» **ANGEZEIGTER TEXTAUSZUG**:
□ □ □

Iss, was gar ist. Trink, was klar ist. Red, was wahr ist. (471)

 

Guten Morgen, Dresden-Weixdorf! Aufgewacht in der Ferienwohnung am Waldhaus fehlt der Kaffee. Sonst ist alles da. Pichelstein macht das Tischlein-deck-Dich, Makarios geht auf die Jagd. Beute: eine Kaffeekuh. Da hat die frühe Seele ruh. Im Köpfchen wird noch ein wenig Tennis gespielt, konstruktive Gedanken klatschen ans Netz von letzter Nacht. Was hält der Tagesplan vor? Struktur ist ja so wichtig. Vorläufiges Endziel: Lutherstadt Wittenberg, auf jeden Fall das ein oder andere Kilkenny im Irish Harp Pub. Zwischenstationen: Gitarre neu besaiten, Backline aus dem Saal ins Auto wuchten, Landpartie mit viel Nice View, Mittagskulinarik an der Elbe, einchecken im Hotel Best Western Soibelmanns. Gesagt, getan, zu Ende gefrühstückt und sanft aufs Gaspedal gedrückt.

 

 

 

Kaum losgefahren, verbindet sich Pichelsteins Hosentelefon mit dem Carplay des Tourgolfs. Seltsame Klänge ertönen, Makarios wundert sich über den neuen, scheinbar gewandelten Musikgeschmack seines Raketen-Gitarristen. Aber so ist es nun einmal. Wer keine eigens konstruierte Playlist aktiviert, bekommt die Ölpest der Tonkunst auf die Ohren. Weil der Streaming-Anbieter samt Algorithmus völlig danebenliegt. Nun gut, neulich erst Roland Kaiser abgehört, dann Abwärts, Bad Religion, Heinz Rudolf Kunze, Joy Division. Ergibt ein Kerstin Ott-Match. Da hilft nur der Cut, sonst: taub wie Quasimodo. Schon pfeifen Dresdner Dialekt-Vögel durchs geöffnet Fenster hinein, gefolgt von Mundart-Metal-Spatzen, kommt erst der kleine, dann der große Hunger. Grundsätzlich gilt umgekehrt klarerweise: Wer sein Gewicht halten will, muss auch mal essen, wenn er keinen Hunger hat.

□ □ □

» **GESPEICHERTE DATEN**:
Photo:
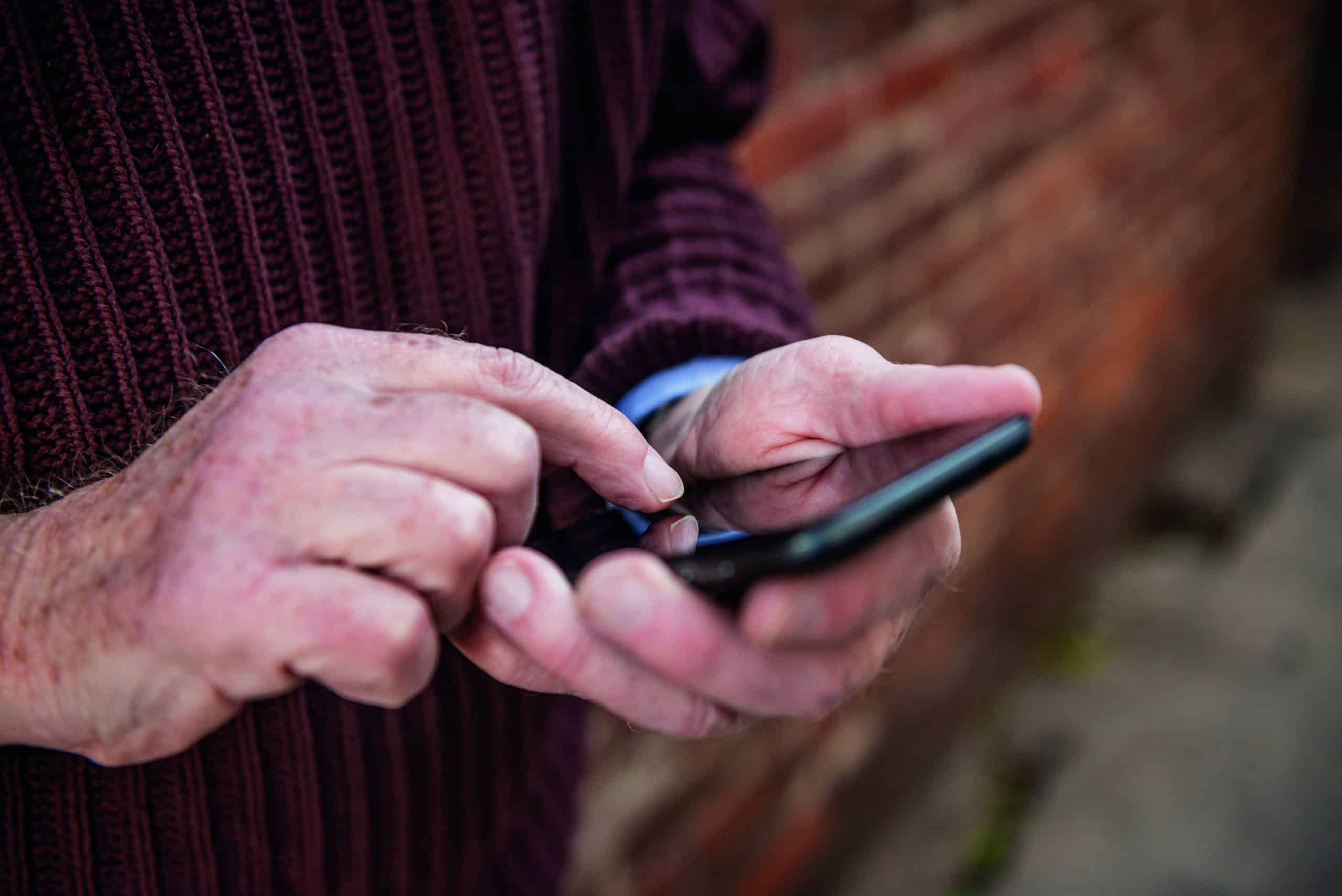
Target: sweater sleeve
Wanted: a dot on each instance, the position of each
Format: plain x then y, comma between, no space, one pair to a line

□ □ □

» **SCHRIFTLICHE AUFGABE 1**:
Prüfen Sie, ob die folgenden Aussagen mit dem Textauszug übereinstimmen, und belegen Sie jede Antwort mit Ja oder Nein sowie den entscheidenden Worten aus dem Text: (a) Am Morgen fehlt in der Ferienwohnung der Kaffee. (b) Das vorläufige Endziel des Tages ist Dresden. (c) Makarios deckt den Frühstückstisch.
» **SCHRIFTLICHE AUFGABE 2**:
Geben Sie anhand des Textauszugs an, in welchem Hotel eingecheckt werden soll.
» **SCHRIFTLICHE AUFGABE 3**:
Erklären Sie mithilfe des Textauszugs, warum im Auto seltsame Klänge ertönen, nachdem sich Pichelsteins Telefon mit dem Carplay verbunden hat.

» **ANTWORT 1**:
(a) Ja: „Aufgewacht in der Ferienwohnung am Waldhaus fehlt der Kaffee.“
(b) Nein: „Vorläufiges Endziel: Lutherstadt Wittenberg“
(c) Nein: „Pichelstein macht das Tischlein-deck-Dich, Makarios geht auf die Jagd.“

» **ANTWORT 2**:
Im Hotel Best Western Soibelmanns.

» **ANTWORT 3**:
Es ist keine eigens konstruierte Playlist aktiviert, und der Streaming-Anbieter liegt samt Algorithmus völlig daneben. Aus zuletzt gehörter Musik wie Roland Kaiser, Abwärts, Bad Religion, Heinz Rudolf Kunze und Joy Division ergibt sich so ein „Kerstin Ott-Match“.